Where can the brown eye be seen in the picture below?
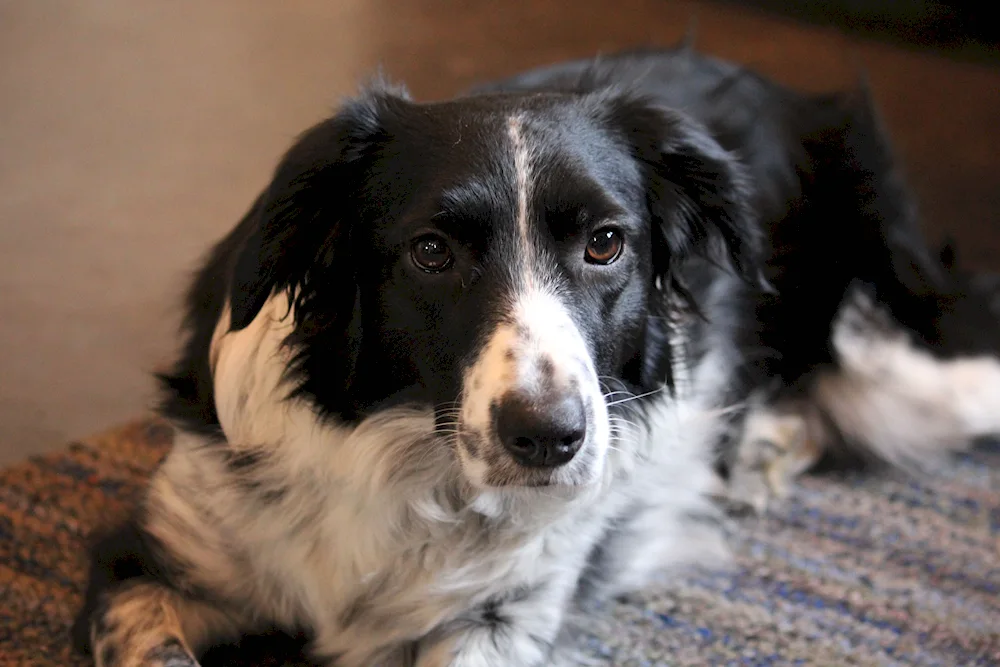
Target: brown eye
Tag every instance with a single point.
(431, 253)
(605, 246)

▸ **Task**: Arrange every line of the listing above as a numbered list, omitting blank lines and leaving the pictures out.

▸ **Answer below**:
1. Where can the brown eye be seen in the picture below?
2. Target: brown eye
3. Tag every instance with a single point.
4. (431, 253)
5. (605, 246)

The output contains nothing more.